_Task_
From the start of the data through the line containing "[238,73,258,90]", reproduce the lines with "text prompt" swapped for "written query" and nothing else altered.

== Dataset records ==

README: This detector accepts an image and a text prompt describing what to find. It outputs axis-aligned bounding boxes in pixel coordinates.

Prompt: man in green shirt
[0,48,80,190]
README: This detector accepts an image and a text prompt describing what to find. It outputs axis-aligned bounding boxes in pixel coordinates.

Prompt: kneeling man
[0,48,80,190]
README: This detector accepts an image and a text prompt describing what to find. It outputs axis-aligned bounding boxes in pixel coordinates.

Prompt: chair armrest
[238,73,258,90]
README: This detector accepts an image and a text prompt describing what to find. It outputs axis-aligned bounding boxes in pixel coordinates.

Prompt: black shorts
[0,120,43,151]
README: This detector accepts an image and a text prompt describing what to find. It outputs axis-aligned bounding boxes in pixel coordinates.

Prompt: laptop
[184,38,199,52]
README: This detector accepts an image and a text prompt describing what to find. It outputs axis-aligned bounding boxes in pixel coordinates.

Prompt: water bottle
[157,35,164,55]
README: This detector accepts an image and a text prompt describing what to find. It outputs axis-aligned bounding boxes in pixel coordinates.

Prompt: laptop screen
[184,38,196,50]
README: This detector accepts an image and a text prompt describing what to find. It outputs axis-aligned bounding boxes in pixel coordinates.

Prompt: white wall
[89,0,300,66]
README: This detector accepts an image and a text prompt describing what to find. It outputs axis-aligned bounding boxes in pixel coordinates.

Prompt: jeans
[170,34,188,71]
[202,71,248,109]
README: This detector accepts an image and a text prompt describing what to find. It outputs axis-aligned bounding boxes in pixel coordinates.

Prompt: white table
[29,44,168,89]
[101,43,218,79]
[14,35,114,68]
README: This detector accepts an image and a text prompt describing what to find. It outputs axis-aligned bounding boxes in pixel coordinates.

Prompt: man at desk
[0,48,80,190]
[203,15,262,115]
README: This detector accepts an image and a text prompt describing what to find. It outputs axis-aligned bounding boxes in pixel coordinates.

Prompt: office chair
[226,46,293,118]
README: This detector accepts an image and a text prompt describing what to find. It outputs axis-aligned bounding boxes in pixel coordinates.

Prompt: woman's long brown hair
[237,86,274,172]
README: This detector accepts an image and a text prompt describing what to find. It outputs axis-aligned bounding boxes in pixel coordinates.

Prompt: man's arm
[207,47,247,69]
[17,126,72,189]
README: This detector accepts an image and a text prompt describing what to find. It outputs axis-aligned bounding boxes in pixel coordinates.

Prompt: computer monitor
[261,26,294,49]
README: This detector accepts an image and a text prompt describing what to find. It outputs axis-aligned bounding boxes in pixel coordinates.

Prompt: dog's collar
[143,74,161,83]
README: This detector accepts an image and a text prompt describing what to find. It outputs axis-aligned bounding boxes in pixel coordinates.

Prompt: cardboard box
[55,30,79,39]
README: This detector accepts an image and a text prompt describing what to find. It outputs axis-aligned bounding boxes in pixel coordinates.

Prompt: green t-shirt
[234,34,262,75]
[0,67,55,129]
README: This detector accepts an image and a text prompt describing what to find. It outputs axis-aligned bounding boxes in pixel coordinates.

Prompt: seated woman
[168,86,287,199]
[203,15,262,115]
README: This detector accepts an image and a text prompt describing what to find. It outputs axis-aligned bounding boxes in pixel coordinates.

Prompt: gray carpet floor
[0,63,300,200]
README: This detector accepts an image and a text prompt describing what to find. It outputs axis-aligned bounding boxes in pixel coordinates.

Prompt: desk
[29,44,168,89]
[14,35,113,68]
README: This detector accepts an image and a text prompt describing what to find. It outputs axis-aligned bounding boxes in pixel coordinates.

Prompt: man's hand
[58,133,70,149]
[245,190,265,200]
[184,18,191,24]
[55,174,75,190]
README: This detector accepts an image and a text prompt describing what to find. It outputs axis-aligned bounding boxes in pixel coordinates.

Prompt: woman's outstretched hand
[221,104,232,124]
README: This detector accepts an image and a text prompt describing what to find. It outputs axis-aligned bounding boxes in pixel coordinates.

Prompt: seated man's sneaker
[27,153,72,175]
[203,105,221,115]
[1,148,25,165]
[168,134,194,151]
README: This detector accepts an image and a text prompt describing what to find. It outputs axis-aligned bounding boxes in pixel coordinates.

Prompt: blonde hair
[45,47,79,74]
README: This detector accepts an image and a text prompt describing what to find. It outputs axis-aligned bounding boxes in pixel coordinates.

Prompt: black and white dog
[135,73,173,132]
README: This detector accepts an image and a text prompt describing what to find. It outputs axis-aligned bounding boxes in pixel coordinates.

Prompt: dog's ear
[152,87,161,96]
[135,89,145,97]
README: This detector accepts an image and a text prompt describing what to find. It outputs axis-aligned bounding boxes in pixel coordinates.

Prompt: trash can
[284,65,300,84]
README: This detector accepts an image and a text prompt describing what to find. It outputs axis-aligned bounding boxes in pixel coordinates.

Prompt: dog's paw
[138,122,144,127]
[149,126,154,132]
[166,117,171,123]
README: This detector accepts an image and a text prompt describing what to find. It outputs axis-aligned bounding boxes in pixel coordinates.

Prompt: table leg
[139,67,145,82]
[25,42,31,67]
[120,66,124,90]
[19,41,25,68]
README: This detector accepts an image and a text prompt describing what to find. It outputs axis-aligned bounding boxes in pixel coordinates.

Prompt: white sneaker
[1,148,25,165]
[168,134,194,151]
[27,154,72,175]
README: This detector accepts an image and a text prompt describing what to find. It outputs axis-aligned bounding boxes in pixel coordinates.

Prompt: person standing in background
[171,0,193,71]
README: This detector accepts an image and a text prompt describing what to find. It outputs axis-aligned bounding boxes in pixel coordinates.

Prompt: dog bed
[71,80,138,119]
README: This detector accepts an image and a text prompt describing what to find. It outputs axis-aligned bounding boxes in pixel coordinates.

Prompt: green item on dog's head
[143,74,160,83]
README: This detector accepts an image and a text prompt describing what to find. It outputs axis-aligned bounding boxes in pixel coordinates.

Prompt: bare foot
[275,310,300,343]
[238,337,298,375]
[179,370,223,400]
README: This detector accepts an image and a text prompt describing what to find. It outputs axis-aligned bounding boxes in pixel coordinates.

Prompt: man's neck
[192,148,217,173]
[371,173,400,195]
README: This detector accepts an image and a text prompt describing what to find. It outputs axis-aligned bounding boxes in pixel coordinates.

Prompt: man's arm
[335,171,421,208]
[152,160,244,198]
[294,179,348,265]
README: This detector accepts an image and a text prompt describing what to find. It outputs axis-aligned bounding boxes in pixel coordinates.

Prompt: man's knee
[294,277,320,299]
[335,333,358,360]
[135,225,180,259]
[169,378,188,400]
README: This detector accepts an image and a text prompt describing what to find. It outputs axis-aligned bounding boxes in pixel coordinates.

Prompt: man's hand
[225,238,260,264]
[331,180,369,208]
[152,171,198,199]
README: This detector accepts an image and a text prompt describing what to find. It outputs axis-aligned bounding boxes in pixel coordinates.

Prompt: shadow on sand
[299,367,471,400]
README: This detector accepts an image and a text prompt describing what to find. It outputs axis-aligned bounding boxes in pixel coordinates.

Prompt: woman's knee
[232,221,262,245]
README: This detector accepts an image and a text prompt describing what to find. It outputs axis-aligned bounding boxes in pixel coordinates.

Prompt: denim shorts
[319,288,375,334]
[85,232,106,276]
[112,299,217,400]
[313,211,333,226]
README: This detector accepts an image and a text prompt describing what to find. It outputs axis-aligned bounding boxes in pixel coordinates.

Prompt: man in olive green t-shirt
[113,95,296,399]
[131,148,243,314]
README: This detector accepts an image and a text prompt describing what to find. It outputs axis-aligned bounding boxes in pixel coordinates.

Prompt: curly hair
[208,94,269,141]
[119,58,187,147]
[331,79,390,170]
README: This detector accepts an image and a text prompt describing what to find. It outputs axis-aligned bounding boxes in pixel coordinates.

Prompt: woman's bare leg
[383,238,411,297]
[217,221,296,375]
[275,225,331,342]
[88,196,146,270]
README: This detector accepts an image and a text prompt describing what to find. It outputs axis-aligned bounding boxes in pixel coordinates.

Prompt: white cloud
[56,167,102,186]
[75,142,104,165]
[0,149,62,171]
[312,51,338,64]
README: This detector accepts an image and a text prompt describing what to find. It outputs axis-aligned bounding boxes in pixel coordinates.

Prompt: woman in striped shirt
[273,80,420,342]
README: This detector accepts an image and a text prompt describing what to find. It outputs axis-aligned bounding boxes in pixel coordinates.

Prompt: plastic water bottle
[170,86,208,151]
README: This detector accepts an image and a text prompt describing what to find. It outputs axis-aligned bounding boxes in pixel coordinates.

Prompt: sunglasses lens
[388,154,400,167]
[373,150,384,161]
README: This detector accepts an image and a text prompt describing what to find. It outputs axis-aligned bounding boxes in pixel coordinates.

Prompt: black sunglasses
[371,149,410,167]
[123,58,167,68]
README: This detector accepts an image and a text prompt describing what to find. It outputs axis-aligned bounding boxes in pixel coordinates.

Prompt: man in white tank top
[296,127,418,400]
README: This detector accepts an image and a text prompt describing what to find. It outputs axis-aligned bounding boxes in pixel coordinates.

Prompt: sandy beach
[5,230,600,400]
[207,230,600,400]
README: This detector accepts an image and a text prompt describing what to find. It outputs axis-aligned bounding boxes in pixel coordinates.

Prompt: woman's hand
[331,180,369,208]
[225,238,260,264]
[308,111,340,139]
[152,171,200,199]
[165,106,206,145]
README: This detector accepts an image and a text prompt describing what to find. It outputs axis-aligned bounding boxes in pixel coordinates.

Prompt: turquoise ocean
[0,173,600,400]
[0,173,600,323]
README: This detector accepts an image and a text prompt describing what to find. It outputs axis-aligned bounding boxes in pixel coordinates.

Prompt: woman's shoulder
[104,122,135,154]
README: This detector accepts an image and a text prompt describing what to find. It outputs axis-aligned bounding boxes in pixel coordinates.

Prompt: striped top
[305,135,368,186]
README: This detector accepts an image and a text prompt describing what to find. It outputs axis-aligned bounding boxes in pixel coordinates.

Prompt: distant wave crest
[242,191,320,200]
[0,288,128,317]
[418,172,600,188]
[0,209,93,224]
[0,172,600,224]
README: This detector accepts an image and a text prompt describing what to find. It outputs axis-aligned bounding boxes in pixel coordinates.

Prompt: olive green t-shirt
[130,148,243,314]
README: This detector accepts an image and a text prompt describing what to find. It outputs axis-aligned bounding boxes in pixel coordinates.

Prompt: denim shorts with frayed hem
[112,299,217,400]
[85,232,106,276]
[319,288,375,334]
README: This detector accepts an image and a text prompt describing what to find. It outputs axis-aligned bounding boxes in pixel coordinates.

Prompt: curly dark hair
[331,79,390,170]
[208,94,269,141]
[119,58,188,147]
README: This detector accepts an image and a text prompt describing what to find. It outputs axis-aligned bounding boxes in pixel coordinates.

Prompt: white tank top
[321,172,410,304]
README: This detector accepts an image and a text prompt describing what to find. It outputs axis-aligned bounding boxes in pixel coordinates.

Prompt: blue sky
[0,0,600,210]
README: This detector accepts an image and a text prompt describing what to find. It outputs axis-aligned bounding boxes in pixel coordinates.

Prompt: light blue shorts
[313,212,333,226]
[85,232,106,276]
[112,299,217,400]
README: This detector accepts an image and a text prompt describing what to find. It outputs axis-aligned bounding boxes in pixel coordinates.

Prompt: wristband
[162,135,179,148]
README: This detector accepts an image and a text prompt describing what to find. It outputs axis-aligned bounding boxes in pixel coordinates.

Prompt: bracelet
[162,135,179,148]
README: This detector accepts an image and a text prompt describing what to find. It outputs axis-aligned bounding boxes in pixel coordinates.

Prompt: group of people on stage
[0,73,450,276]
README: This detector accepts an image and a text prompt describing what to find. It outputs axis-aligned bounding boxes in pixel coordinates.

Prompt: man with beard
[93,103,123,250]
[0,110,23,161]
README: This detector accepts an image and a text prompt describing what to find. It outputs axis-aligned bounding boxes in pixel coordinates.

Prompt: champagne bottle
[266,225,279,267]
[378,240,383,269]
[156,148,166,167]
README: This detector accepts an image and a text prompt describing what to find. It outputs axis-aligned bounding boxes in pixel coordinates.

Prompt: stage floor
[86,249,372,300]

===

_Answer for this exercise_
README: This detector accepts an image and a written query describing what to find. It outputs axis-aligned bounding boxes in pixel coordinates.

Prompt: man in green shirt
[0,48,80,190]
README: This detector accepts an image and a written query describing what to find. It outputs axis-aligned bounding boxes in pixel coordinates.

Prompt: kneeling man
[0,48,80,190]
README: This detector accepts an image and a written query describing what to find. It outputs axis-aligned bounding boxes in pixel coordinates.

Prompt: chair armrest
[238,73,258,90]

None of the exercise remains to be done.